* BEGIN Materials provided *

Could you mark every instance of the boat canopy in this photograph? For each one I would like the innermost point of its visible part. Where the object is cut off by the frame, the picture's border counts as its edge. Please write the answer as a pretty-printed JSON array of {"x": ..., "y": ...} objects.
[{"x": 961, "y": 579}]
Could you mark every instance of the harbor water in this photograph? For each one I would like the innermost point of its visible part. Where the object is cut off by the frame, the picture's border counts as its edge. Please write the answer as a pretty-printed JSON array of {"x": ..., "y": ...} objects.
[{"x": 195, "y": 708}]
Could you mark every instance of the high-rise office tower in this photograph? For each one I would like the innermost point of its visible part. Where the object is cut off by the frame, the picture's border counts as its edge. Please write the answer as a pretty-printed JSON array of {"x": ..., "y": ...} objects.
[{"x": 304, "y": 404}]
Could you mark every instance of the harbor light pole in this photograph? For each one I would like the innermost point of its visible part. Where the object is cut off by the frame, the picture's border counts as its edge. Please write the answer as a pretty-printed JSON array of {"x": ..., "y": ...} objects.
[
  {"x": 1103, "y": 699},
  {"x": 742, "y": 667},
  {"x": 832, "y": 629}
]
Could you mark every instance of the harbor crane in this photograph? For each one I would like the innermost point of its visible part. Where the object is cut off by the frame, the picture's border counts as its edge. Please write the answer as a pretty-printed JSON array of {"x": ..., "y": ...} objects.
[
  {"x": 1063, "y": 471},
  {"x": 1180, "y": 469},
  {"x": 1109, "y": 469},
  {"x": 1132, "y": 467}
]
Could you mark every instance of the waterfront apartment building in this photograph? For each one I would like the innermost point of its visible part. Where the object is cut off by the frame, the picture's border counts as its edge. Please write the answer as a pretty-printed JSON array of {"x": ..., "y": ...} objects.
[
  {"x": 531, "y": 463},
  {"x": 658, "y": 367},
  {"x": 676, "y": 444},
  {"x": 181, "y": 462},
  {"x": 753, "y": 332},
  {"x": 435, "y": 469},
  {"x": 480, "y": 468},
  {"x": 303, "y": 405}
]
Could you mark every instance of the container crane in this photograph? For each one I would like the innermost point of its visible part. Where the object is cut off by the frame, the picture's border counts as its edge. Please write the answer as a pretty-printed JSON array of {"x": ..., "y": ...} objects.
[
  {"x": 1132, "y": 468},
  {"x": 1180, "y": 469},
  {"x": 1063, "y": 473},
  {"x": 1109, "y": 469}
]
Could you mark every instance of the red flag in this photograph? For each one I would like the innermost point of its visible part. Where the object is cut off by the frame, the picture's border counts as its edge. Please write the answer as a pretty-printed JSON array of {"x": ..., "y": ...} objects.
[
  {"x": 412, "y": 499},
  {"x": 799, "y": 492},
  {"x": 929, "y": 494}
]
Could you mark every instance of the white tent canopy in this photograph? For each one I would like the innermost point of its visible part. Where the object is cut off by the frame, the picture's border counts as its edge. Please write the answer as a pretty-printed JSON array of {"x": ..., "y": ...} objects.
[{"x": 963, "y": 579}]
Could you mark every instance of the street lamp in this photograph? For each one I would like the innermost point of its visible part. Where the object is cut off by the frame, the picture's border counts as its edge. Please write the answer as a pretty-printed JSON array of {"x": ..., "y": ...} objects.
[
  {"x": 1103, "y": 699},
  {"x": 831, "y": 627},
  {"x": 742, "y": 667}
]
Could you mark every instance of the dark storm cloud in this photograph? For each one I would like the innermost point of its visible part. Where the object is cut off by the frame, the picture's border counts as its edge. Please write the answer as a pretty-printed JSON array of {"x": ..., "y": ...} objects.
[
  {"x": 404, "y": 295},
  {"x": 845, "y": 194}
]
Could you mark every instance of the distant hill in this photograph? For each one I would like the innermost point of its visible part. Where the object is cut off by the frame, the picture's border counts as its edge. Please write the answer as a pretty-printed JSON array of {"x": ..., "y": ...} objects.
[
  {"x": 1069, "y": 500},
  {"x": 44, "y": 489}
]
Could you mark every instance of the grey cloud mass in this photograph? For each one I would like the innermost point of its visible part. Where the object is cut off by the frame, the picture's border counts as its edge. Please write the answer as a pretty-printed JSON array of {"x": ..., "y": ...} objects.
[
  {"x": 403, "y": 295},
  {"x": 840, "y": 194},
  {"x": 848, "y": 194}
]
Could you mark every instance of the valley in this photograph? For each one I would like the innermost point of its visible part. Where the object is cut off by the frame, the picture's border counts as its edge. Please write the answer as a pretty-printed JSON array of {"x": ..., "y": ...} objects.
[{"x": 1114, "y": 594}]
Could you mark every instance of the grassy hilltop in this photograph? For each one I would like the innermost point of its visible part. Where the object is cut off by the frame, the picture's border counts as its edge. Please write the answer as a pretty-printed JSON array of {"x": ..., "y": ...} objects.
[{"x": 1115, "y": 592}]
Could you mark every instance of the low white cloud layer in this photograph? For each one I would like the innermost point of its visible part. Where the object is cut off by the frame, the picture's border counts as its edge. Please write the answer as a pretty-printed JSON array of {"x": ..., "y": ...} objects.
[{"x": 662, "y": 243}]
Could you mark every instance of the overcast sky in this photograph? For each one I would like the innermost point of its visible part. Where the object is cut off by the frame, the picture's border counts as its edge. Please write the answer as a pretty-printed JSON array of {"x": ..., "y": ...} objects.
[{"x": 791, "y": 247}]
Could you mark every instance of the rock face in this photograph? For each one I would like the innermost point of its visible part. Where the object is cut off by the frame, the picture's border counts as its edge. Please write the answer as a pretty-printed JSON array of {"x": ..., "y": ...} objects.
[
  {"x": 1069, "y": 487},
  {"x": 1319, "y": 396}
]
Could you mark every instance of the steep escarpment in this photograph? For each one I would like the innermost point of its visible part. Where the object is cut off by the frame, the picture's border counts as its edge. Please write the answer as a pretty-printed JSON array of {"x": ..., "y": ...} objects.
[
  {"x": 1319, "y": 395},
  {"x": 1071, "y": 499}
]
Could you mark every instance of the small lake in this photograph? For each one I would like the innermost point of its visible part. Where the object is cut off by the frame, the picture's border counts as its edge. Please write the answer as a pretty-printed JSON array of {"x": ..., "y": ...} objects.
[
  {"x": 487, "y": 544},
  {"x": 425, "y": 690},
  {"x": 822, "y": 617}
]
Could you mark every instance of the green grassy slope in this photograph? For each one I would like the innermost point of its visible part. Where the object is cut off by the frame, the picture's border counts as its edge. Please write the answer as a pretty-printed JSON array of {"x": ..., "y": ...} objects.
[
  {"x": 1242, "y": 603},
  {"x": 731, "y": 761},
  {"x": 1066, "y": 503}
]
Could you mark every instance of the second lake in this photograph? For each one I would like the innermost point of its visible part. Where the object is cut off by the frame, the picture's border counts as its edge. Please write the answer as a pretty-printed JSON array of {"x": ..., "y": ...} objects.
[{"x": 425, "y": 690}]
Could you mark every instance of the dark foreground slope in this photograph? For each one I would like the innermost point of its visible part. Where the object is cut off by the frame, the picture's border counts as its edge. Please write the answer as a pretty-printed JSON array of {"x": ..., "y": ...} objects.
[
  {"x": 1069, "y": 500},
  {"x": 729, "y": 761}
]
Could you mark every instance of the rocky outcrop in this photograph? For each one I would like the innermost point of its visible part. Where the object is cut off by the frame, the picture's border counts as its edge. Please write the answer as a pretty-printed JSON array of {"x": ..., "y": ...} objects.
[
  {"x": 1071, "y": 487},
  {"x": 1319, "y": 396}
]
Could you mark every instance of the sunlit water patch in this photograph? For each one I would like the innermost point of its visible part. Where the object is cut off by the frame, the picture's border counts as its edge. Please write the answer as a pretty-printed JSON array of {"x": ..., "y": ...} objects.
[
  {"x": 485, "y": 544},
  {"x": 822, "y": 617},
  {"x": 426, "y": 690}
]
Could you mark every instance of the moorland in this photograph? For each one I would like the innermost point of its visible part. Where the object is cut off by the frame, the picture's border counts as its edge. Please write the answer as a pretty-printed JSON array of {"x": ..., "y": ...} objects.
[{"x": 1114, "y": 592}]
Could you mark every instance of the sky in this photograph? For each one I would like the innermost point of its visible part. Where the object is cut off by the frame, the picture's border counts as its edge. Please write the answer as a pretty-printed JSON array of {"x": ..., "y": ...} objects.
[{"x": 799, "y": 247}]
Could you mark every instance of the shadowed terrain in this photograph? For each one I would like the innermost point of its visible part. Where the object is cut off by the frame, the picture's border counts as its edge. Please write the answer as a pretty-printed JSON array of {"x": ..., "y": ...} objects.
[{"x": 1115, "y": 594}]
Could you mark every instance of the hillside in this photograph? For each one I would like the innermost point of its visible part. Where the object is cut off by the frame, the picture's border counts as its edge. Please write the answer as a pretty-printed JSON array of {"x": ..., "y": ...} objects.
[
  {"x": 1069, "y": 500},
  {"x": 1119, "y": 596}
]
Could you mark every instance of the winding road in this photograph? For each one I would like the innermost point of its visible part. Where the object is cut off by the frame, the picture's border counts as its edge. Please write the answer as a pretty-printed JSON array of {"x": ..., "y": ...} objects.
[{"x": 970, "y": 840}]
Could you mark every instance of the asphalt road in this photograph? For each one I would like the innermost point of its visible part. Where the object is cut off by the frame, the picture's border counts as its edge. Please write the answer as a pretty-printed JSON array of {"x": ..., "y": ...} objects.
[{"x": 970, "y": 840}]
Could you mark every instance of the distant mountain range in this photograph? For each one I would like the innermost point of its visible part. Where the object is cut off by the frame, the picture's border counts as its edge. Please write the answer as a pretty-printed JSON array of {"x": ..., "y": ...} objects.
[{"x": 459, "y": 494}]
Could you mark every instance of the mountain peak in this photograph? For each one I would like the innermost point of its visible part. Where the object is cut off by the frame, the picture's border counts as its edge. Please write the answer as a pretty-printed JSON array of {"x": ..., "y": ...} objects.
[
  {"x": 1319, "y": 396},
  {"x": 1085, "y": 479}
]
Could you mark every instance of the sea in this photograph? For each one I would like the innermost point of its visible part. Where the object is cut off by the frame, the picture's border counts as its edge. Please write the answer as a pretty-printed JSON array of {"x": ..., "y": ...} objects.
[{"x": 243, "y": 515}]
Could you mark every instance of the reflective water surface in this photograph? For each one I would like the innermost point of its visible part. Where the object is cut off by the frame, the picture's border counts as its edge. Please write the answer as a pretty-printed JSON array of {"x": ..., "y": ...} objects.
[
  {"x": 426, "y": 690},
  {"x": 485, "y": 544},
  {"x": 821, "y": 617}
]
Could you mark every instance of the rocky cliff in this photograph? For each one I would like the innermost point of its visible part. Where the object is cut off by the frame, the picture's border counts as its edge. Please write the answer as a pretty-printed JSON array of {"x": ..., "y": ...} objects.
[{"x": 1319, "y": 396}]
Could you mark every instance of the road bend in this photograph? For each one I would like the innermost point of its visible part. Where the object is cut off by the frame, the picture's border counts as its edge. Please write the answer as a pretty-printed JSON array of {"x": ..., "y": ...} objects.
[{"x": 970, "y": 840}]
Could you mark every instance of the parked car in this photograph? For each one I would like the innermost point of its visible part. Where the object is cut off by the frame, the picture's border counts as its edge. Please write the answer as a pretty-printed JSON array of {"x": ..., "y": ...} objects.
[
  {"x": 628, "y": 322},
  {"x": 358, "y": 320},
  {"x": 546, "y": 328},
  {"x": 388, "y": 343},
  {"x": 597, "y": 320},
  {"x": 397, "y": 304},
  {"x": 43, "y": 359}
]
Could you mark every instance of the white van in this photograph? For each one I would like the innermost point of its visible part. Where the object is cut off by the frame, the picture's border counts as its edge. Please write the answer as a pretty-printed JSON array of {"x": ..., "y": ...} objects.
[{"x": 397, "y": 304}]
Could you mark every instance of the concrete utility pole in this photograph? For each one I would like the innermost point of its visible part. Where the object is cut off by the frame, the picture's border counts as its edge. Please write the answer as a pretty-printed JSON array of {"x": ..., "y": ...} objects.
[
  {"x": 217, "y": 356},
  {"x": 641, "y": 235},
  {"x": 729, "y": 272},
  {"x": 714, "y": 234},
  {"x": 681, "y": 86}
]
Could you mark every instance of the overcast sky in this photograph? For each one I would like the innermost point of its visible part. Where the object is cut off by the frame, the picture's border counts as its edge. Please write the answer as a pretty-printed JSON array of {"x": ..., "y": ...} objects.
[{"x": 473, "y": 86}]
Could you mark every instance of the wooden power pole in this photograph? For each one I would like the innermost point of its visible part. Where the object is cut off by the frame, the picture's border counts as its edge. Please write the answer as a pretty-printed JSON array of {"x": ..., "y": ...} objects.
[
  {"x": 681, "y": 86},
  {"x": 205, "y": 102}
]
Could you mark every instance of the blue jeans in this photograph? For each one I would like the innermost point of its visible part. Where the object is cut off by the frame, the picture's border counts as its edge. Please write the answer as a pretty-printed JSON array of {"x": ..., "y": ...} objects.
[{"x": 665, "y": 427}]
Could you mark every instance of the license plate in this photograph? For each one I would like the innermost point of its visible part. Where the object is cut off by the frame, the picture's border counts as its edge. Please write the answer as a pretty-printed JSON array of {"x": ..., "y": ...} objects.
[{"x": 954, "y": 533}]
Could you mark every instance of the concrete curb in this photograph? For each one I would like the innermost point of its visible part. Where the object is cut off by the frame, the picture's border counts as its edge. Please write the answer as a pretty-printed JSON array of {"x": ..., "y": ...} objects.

* END Materials provided *

### Prompt
Write out exactly the lines of the entries above that run from the line containing "Could you mark every instance of the wooden" through the last line, including both.

### Answer for this exercise
Could you mark every instance of the wooden power pole in this photograph? For each one I would like the innermost point of its visible part. Where the object is cut off by the frame, the picture's border counts as its edge. Please write the answer as a pretty-printed JSON array of {"x": ..., "y": ...} objects.
[
  {"x": 681, "y": 86},
  {"x": 205, "y": 102}
]
Could you mark every instance of the blue jeans in this photograph? For each one I would like the innermost point of its visible part. Where the object is cut off by the frame, the picture's border counts as its edge. Please write the answer as a pretty-printed JSON array of {"x": ..., "y": ...} objects.
[{"x": 665, "y": 427}]
Could you mark every instance of the license plate in this photograph? For each one I would like the innermost point of its visible part. Where the object is cut off by the frame, the picture's border counts as its edge. Please write the answer as a pretty-printed JSON array of {"x": ..., "y": ...} objects.
[{"x": 954, "y": 533}]
Could you mark every instance of the concrete curb in this photograph? For each one I would like the innermost point of its visible part. Where the object is cut off by the frame, the picture's border counts as its edge. Please write the answer as a pretty-printed JSON array of {"x": ..., "y": ...} objects.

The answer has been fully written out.